Work to be completed: Count the lines in the listing below that contain the string "blue", matching case exactly, and reply with that number alone.

Material provided:

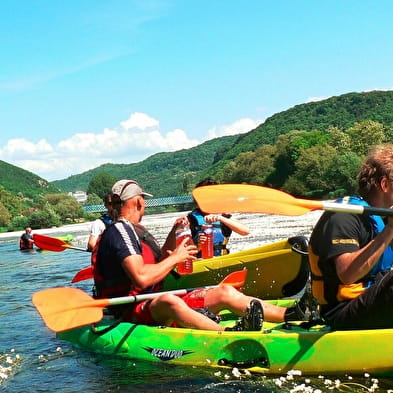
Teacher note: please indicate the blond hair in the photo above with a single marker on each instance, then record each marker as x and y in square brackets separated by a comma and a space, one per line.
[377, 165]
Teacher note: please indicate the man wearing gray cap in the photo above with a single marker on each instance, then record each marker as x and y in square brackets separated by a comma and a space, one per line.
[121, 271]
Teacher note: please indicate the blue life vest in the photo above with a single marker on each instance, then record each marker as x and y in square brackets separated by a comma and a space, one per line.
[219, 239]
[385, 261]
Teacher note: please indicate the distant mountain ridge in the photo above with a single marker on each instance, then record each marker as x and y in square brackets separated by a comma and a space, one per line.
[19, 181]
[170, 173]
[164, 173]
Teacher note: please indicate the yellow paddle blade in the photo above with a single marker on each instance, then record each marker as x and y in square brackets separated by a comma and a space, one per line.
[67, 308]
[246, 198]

...

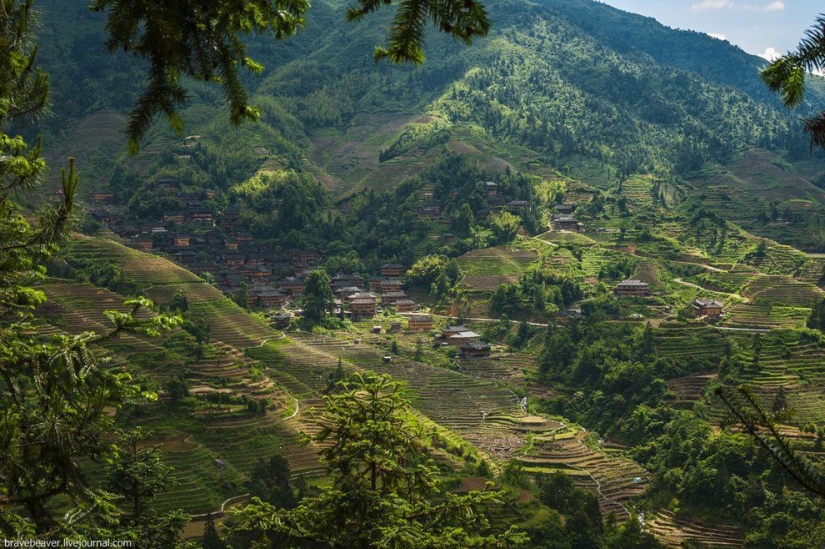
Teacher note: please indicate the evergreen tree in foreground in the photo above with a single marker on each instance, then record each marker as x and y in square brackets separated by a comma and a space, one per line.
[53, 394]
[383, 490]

...

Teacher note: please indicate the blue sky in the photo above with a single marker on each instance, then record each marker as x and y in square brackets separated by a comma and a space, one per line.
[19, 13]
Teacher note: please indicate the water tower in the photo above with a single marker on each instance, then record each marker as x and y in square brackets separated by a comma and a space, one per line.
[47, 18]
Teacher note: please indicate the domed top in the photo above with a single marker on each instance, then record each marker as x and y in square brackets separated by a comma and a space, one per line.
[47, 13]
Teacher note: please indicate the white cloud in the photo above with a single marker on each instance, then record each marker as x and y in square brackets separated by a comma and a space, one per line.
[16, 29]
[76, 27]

Complete answer: 2